■ **How to complete this task**: Retype each line of the listing below, from the first through the one holding "target: red roof", with no other lines.

========================================================================

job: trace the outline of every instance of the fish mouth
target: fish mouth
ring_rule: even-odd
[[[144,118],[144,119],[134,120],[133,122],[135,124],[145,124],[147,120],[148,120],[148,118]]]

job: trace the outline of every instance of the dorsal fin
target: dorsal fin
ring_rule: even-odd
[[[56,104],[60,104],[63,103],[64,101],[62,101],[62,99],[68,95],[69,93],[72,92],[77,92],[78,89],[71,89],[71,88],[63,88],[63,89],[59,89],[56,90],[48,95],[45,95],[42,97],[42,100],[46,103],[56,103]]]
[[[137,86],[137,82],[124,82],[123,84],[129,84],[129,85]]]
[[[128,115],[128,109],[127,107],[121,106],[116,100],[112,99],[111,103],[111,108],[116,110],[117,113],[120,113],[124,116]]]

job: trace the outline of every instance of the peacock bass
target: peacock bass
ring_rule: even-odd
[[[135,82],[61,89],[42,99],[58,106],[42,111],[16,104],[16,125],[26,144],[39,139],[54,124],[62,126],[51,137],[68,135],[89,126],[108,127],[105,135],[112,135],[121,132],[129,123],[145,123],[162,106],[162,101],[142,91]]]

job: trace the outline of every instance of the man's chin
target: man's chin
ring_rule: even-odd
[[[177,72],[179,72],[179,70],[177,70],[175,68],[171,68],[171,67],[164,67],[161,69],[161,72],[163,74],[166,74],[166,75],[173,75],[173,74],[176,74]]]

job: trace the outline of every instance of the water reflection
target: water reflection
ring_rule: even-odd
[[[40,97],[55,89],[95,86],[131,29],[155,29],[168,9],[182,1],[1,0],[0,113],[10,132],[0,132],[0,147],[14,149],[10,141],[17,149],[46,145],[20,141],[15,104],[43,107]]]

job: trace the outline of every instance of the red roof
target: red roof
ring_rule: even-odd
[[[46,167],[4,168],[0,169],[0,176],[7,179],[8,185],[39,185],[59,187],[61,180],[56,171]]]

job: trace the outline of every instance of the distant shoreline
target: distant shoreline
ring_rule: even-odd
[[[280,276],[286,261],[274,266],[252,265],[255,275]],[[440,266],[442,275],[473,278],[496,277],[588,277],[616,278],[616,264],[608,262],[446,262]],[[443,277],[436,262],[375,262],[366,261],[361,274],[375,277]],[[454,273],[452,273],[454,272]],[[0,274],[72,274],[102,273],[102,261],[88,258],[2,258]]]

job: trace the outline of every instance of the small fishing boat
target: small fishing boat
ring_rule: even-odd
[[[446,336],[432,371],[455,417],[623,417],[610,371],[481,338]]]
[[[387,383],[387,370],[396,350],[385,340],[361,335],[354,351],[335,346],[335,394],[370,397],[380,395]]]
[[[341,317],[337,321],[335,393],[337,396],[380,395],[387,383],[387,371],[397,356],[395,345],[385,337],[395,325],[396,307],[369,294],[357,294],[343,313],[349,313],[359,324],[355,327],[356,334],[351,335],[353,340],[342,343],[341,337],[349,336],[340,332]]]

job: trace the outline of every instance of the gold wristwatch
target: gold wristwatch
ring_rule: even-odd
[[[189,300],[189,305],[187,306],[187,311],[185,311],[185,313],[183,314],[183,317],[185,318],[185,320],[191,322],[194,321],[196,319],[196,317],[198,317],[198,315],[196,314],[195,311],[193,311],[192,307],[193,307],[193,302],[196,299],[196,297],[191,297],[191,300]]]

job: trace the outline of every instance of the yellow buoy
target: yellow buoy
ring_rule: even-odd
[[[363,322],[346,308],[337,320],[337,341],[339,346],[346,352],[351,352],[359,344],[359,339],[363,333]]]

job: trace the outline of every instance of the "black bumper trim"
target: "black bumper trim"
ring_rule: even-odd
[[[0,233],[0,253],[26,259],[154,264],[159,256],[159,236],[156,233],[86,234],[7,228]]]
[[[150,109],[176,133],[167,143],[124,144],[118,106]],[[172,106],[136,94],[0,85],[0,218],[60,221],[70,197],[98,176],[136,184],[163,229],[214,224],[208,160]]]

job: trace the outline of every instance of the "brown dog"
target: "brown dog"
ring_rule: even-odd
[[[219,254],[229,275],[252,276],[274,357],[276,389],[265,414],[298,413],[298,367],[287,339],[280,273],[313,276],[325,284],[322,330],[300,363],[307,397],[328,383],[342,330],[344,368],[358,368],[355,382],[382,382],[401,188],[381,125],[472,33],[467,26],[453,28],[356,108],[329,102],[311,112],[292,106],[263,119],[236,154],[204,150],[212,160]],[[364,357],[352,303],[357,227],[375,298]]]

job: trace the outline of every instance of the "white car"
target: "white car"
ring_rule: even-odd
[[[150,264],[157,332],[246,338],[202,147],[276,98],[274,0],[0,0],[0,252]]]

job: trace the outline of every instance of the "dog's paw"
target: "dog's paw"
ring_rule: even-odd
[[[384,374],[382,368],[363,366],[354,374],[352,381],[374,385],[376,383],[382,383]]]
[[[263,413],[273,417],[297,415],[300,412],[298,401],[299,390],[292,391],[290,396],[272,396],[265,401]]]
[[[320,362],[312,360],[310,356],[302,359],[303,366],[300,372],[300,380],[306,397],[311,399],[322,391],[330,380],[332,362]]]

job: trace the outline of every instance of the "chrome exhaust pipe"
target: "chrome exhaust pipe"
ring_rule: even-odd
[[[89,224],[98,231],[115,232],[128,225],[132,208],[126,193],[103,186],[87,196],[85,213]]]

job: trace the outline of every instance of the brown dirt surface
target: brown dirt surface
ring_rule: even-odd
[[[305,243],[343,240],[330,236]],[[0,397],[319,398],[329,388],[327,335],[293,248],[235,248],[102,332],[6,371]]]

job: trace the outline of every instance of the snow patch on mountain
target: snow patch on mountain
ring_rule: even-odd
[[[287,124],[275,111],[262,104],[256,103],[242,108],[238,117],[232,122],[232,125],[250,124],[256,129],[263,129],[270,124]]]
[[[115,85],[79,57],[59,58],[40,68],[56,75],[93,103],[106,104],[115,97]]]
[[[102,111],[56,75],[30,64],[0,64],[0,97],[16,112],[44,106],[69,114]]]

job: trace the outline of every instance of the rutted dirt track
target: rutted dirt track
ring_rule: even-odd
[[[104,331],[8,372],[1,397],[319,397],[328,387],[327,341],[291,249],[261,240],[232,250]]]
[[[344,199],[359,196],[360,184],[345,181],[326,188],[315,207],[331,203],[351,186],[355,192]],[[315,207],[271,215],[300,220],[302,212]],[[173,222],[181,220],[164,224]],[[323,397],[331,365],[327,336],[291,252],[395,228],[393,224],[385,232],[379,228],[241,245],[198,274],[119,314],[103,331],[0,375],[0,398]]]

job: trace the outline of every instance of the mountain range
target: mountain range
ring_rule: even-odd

========================================================================

■ **Exercise result**:
job: trace the outline of every instance of the fish mouth
target: fish mouth
ring_rule: even-odd
[[[144,118],[144,119],[134,120],[133,122],[135,124],[145,124],[147,120],[148,120],[148,118]]]

job: trace the outline of every instance of the dorsal fin
target: dorsal fin
ring_rule: even-odd
[[[56,104],[60,104],[63,103],[64,101],[62,101],[62,99],[68,95],[69,93],[72,92],[77,92],[78,89],[71,89],[71,88],[63,88],[63,89],[59,89],[56,90],[48,95],[45,95],[42,97],[42,100],[46,103],[56,103]]]
[[[137,86],[137,82],[124,82],[123,84],[129,84],[129,85]]]
[[[128,115],[128,109],[127,107],[121,106],[116,100],[112,99],[111,103],[111,108],[116,110],[117,113],[120,113],[124,116]]]

job: trace the outline of every instance of the peacock bass
target: peacock bass
ring_rule: even-odd
[[[135,82],[61,89],[42,99],[58,106],[42,111],[16,104],[16,125],[26,144],[39,139],[54,124],[62,126],[51,137],[68,135],[89,126],[108,127],[105,135],[112,135],[121,132],[129,123],[145,123],[162,106],[162,101],[142,91]]]

job: trace the outline of every instance of the man's chin
target: man's chin
ring_rule: even-odd
[[[177,72],[179,72],[179,70],[177,70],[175,68],[171,68],[171,67],[164,67],[161,69],[161,72],[163,74],[166,74],[166,75],[173,75],[173,74],[176,74]]]

job: trace the outline of every instance of the water reflection
target: water reflection
ring_rule: even-odd
[[[40,97],[55,89],[95,86],[131,29],[155,29],[168,9],[182,1],[1,0],[0,113],[10,132],[0,132],[0,147],[14,149],[10,141],[17,149],[46,145],[20,141],[15,104],[43,107]]]

job: trace the outline of every instance of the red roof
target: red roof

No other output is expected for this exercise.